Please return every line in the records below that contains the string "sleeve", copied in full. Case counts, so match only that exact capitalization.
──────
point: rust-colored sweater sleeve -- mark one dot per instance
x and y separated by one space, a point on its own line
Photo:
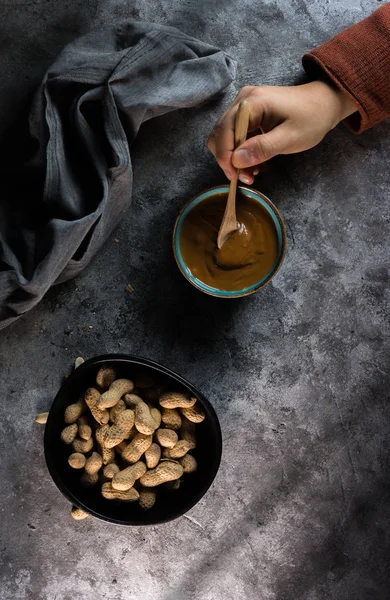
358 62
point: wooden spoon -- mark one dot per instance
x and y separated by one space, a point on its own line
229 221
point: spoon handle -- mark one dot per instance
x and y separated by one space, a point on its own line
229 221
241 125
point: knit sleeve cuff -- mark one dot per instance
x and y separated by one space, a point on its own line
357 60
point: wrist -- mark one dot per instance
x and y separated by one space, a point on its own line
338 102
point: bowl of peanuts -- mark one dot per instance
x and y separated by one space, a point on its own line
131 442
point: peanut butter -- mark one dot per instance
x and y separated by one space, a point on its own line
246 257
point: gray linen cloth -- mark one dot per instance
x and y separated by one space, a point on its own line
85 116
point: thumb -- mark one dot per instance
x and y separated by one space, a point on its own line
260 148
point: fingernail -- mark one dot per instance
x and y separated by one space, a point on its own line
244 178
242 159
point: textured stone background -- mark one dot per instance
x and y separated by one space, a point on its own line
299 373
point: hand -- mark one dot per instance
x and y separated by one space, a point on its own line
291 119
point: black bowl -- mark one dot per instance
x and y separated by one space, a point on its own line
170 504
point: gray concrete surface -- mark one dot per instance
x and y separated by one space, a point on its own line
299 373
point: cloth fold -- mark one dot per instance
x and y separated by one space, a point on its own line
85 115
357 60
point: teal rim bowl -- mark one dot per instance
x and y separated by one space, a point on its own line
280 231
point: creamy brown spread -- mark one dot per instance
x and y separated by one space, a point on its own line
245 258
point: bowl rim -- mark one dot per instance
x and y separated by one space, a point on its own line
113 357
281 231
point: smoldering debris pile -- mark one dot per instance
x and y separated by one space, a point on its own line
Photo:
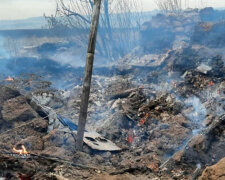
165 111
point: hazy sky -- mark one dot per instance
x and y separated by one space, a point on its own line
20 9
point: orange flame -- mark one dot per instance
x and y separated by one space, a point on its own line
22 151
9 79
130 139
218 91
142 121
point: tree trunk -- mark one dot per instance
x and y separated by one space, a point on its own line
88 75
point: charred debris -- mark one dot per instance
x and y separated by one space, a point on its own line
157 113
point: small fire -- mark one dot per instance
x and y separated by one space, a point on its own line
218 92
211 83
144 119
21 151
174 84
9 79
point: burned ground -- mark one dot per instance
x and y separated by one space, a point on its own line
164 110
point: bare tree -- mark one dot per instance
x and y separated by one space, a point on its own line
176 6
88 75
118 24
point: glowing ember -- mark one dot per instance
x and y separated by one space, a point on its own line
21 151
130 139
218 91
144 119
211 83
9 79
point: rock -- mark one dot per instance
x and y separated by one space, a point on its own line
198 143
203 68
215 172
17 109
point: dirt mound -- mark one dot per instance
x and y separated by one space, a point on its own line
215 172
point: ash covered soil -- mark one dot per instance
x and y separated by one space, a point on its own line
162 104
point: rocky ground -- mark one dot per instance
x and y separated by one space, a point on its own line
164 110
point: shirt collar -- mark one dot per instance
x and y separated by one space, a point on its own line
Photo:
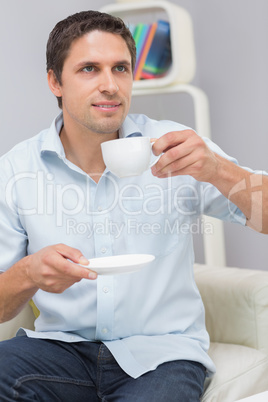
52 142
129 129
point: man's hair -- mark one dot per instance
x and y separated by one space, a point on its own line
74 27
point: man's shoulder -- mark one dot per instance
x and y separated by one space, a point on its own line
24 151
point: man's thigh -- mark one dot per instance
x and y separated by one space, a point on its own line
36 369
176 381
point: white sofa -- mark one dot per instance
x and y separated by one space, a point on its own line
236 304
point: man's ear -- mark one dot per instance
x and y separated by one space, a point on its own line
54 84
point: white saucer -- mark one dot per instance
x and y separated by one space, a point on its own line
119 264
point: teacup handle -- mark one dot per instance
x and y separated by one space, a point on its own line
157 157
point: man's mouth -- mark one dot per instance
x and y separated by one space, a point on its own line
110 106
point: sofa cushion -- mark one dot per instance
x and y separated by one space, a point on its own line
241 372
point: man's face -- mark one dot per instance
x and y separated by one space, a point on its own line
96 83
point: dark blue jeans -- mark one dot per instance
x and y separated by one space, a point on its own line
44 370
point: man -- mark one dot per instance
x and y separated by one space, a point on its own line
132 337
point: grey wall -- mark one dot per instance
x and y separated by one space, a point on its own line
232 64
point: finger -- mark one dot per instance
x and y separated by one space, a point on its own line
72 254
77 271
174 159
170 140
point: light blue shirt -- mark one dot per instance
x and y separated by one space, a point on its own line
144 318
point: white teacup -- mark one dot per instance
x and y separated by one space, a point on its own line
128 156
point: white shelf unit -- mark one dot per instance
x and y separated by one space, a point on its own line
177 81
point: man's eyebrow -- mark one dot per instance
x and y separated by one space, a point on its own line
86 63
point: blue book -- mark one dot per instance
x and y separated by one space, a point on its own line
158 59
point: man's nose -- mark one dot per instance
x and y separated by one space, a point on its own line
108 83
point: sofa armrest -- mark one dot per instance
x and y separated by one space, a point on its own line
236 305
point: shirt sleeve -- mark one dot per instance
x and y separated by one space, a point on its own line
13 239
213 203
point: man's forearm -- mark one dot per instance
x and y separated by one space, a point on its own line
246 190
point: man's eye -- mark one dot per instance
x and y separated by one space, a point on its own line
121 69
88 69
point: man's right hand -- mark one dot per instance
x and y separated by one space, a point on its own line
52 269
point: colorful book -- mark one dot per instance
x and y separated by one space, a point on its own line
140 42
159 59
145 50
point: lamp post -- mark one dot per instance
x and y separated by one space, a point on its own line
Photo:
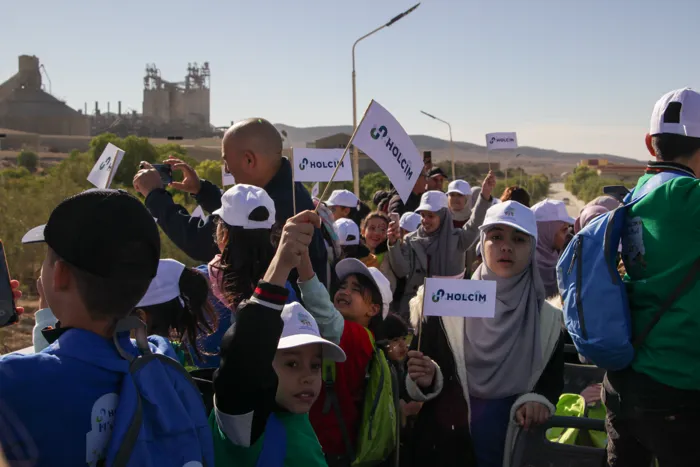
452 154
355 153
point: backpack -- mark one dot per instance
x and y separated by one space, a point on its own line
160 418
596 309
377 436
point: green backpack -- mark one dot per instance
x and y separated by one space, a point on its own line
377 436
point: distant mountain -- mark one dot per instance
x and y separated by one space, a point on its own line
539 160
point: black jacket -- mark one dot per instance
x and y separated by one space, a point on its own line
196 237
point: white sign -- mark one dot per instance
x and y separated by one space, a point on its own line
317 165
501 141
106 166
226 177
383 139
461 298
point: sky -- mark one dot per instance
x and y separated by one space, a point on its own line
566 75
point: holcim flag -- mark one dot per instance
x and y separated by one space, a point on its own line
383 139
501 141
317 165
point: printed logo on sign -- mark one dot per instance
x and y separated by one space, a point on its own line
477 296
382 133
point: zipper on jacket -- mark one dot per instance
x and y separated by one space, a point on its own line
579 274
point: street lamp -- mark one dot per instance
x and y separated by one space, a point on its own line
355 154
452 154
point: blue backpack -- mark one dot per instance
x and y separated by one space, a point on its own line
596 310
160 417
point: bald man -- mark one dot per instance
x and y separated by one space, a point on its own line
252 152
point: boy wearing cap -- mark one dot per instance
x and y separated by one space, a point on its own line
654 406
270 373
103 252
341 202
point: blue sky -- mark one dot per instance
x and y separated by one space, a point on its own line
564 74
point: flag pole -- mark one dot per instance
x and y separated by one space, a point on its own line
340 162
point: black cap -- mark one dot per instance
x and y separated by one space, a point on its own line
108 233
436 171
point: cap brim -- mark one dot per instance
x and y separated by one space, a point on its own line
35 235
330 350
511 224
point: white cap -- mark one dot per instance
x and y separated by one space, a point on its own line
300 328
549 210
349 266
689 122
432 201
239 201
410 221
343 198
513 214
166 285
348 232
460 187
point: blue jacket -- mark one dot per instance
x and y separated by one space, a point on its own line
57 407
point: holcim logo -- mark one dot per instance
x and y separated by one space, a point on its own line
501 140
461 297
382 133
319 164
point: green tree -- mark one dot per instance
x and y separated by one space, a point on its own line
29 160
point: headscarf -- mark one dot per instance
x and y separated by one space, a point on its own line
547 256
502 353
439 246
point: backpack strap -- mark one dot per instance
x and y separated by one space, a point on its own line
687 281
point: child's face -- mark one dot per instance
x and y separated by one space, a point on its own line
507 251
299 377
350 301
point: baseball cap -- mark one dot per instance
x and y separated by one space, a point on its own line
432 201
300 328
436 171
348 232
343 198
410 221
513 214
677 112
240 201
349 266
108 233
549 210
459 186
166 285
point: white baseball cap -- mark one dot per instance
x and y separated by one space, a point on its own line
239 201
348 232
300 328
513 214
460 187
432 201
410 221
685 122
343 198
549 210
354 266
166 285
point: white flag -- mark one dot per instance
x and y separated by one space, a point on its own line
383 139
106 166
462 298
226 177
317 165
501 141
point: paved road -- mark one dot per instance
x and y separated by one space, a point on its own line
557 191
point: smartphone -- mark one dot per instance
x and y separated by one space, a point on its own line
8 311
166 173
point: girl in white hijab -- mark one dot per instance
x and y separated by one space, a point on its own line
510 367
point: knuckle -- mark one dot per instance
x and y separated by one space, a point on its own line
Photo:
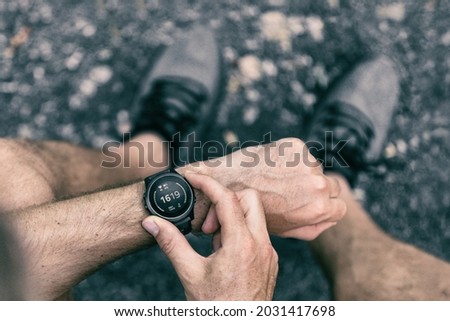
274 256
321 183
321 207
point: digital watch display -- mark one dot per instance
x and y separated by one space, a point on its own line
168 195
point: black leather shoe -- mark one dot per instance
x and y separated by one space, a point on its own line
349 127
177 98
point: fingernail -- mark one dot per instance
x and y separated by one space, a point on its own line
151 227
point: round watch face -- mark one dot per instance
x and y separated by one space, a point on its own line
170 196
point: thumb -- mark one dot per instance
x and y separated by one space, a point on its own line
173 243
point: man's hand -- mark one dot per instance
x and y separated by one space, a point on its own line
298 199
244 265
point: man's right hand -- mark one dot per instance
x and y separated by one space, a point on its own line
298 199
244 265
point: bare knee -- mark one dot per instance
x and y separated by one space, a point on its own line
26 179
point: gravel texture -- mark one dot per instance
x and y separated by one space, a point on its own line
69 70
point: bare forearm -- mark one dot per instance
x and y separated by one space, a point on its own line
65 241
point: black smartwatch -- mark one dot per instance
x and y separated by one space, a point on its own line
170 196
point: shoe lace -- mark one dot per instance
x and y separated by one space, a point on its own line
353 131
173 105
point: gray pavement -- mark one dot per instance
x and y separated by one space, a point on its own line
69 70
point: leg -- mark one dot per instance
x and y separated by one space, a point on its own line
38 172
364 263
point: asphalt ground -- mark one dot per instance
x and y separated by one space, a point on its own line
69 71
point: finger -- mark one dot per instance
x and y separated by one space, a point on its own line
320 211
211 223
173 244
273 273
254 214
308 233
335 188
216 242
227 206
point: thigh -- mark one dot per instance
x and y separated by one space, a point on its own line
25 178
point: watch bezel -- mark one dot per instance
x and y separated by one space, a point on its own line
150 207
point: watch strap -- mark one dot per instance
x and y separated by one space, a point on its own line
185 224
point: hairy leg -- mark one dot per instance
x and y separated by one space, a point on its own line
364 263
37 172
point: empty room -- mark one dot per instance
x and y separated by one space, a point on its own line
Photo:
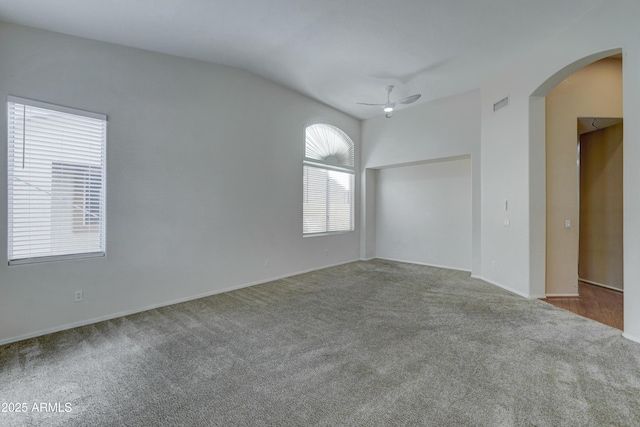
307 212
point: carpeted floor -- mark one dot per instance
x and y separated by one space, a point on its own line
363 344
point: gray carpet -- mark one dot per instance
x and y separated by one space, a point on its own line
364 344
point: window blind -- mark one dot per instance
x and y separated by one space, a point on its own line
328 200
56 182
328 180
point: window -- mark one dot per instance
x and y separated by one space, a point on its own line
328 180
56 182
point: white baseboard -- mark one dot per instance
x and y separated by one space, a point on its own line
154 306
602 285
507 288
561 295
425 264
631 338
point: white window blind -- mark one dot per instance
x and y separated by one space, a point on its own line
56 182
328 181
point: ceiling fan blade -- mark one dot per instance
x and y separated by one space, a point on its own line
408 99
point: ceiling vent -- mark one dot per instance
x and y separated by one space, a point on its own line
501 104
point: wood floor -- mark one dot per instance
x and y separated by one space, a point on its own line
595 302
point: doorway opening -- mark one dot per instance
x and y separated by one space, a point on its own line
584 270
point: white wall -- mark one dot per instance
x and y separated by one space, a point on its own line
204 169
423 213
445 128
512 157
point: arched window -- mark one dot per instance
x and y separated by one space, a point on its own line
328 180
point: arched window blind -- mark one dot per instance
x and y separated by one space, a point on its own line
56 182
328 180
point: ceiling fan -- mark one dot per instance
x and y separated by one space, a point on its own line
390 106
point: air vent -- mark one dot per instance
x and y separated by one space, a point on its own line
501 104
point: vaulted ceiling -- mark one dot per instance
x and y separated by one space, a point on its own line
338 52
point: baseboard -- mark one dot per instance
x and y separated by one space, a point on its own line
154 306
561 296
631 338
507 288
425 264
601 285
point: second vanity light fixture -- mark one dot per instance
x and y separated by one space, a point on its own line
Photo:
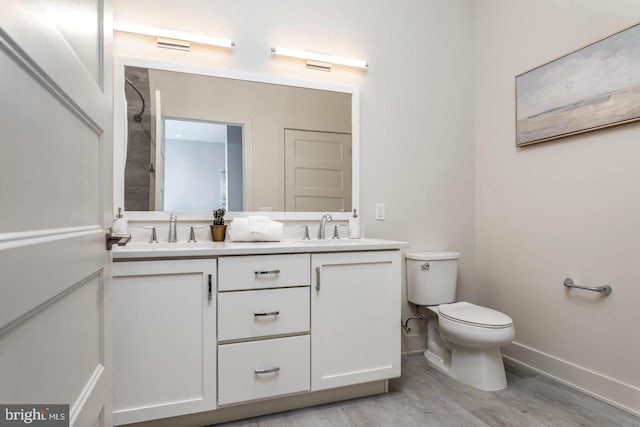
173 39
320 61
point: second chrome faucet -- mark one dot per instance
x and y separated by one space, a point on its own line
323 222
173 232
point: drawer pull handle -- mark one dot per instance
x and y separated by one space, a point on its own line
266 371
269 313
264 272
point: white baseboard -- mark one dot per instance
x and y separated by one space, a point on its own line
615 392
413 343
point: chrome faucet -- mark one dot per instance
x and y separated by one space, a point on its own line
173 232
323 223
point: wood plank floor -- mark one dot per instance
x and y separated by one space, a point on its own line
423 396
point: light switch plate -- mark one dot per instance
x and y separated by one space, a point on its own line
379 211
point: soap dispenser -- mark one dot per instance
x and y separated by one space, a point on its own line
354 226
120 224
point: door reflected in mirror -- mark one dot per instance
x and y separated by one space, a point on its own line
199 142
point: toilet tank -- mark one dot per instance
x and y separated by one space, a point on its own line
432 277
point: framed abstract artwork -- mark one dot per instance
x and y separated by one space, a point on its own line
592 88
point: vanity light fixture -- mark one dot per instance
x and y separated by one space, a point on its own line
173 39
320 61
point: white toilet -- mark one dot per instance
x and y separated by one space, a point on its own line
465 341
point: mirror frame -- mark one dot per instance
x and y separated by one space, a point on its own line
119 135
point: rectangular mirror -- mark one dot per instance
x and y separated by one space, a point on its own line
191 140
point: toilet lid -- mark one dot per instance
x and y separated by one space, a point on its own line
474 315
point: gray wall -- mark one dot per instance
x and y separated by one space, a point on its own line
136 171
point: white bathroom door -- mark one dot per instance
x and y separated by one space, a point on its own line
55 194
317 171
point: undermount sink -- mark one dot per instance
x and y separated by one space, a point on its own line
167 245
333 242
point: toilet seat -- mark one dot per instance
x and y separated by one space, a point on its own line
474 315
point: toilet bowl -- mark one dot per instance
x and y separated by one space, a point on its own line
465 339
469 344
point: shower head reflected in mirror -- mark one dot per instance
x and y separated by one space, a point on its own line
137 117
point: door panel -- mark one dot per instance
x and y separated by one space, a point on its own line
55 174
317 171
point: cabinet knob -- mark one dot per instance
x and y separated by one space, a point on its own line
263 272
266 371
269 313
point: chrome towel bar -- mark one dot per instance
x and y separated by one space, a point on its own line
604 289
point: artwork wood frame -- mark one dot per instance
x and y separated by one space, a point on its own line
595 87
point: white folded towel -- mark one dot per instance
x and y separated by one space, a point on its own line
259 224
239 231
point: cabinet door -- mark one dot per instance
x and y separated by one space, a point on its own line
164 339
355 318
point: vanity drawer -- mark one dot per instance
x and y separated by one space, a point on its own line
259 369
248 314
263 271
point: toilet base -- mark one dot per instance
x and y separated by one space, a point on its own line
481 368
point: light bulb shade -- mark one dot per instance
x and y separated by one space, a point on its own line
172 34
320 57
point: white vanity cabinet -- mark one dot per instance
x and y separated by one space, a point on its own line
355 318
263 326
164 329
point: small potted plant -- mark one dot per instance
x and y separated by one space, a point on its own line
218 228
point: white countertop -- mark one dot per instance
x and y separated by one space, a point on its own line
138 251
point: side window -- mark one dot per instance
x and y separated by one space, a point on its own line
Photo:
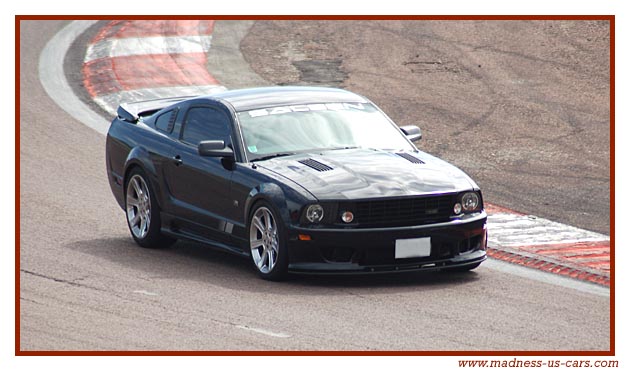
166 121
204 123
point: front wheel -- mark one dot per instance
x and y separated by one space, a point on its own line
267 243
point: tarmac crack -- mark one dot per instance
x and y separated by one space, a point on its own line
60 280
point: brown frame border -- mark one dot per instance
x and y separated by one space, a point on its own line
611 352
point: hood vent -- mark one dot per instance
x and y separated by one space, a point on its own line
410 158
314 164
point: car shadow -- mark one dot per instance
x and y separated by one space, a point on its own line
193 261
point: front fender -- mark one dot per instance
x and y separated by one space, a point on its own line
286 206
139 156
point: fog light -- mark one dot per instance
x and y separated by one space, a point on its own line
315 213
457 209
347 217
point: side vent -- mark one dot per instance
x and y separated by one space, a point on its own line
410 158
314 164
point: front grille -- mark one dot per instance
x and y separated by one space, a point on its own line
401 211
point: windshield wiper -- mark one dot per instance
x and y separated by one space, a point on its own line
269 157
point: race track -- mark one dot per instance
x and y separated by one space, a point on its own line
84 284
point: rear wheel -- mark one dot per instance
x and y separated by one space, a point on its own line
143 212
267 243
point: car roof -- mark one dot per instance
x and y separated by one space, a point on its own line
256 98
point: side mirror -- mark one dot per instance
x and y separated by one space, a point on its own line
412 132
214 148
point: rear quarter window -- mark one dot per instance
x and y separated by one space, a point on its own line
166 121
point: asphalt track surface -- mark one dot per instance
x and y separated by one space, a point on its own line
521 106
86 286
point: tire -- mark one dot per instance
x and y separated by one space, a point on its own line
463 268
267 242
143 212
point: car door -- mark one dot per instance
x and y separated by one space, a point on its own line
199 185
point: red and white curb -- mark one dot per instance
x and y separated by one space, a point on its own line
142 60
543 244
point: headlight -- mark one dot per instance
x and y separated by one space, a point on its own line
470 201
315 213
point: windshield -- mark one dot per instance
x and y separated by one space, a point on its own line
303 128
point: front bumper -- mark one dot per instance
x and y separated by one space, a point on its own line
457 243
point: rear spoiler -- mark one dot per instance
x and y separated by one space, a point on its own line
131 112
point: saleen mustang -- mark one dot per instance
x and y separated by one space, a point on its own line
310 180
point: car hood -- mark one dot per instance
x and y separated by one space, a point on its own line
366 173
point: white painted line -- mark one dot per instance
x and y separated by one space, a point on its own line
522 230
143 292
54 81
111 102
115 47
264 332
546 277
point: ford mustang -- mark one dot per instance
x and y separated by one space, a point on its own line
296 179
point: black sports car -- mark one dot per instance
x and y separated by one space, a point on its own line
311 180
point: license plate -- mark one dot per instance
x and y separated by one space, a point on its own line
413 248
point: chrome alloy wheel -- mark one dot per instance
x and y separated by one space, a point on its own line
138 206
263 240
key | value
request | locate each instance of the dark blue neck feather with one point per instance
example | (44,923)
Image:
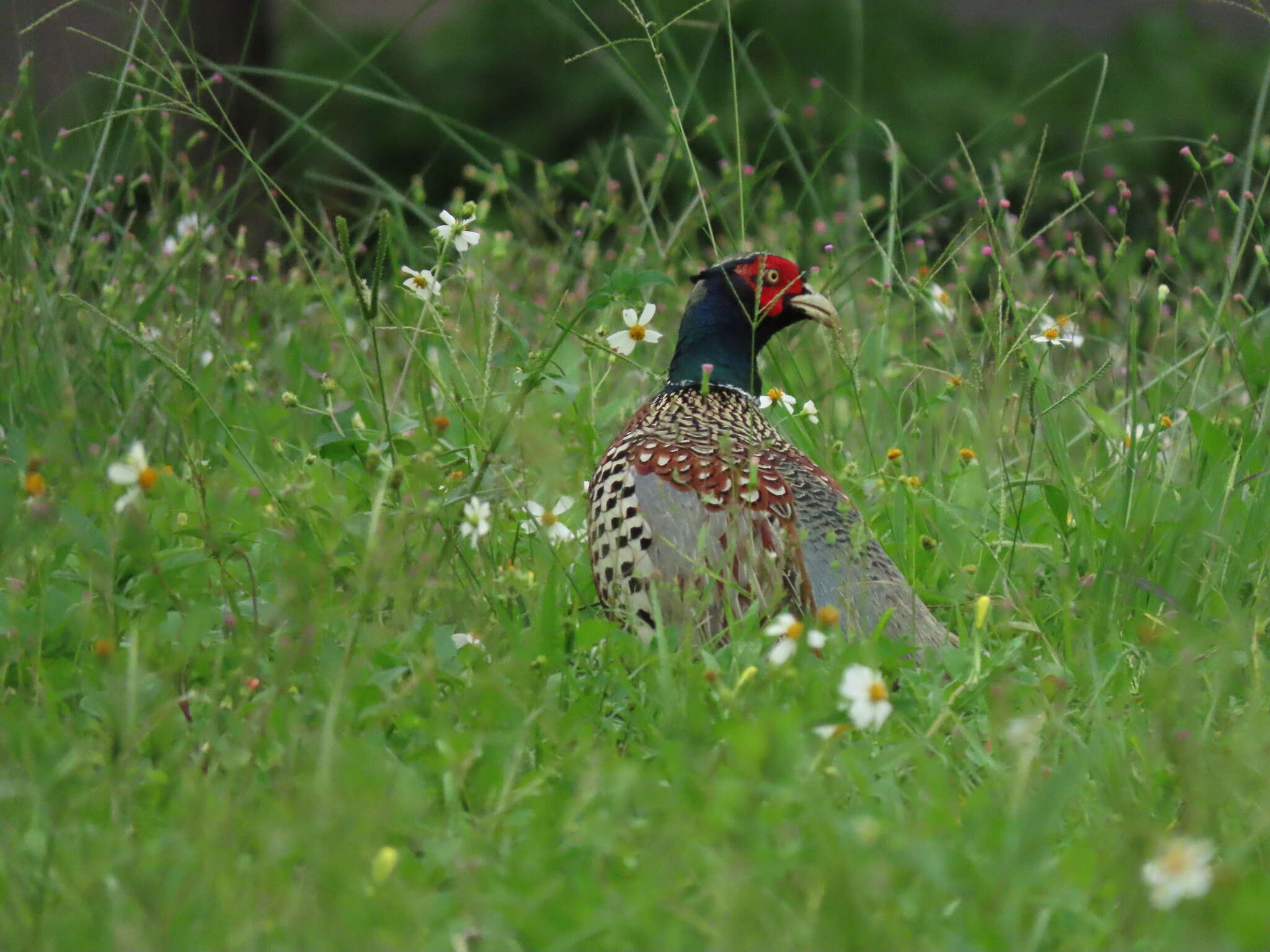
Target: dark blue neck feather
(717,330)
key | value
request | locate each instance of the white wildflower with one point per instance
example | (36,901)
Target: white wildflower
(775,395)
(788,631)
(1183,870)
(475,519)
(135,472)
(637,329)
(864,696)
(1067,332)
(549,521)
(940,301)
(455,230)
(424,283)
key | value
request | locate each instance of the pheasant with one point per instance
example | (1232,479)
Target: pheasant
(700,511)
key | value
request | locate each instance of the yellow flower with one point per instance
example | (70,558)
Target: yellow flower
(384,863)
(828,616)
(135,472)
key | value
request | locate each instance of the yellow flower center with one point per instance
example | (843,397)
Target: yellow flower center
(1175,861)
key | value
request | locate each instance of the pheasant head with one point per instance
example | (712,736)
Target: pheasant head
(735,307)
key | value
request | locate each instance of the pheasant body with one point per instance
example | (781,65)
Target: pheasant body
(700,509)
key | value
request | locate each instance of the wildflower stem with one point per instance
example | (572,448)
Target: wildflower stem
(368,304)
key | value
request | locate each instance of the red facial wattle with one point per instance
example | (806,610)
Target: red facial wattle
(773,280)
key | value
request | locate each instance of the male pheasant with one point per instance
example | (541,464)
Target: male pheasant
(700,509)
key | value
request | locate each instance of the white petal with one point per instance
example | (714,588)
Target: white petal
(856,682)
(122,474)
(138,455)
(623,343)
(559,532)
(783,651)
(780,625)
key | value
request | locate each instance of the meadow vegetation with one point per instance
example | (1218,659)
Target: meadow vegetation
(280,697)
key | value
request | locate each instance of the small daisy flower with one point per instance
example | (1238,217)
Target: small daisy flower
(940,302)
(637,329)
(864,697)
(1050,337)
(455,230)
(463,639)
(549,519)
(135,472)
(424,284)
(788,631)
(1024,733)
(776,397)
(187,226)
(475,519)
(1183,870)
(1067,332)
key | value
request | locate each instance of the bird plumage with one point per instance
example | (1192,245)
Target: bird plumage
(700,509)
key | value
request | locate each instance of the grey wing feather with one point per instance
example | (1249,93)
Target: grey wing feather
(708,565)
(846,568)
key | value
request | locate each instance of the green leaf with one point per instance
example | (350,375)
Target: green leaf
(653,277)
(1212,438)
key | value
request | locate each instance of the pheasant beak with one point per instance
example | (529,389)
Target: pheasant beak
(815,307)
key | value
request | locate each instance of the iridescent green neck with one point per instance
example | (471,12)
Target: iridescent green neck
──────
- [Output for this exercise]:
point: rust-colored sweater sleeve -- mark one dot per instance
point: knit sleeve cuff -- mark one dot per instance
point: shirt sleeve -- mark one dot per instance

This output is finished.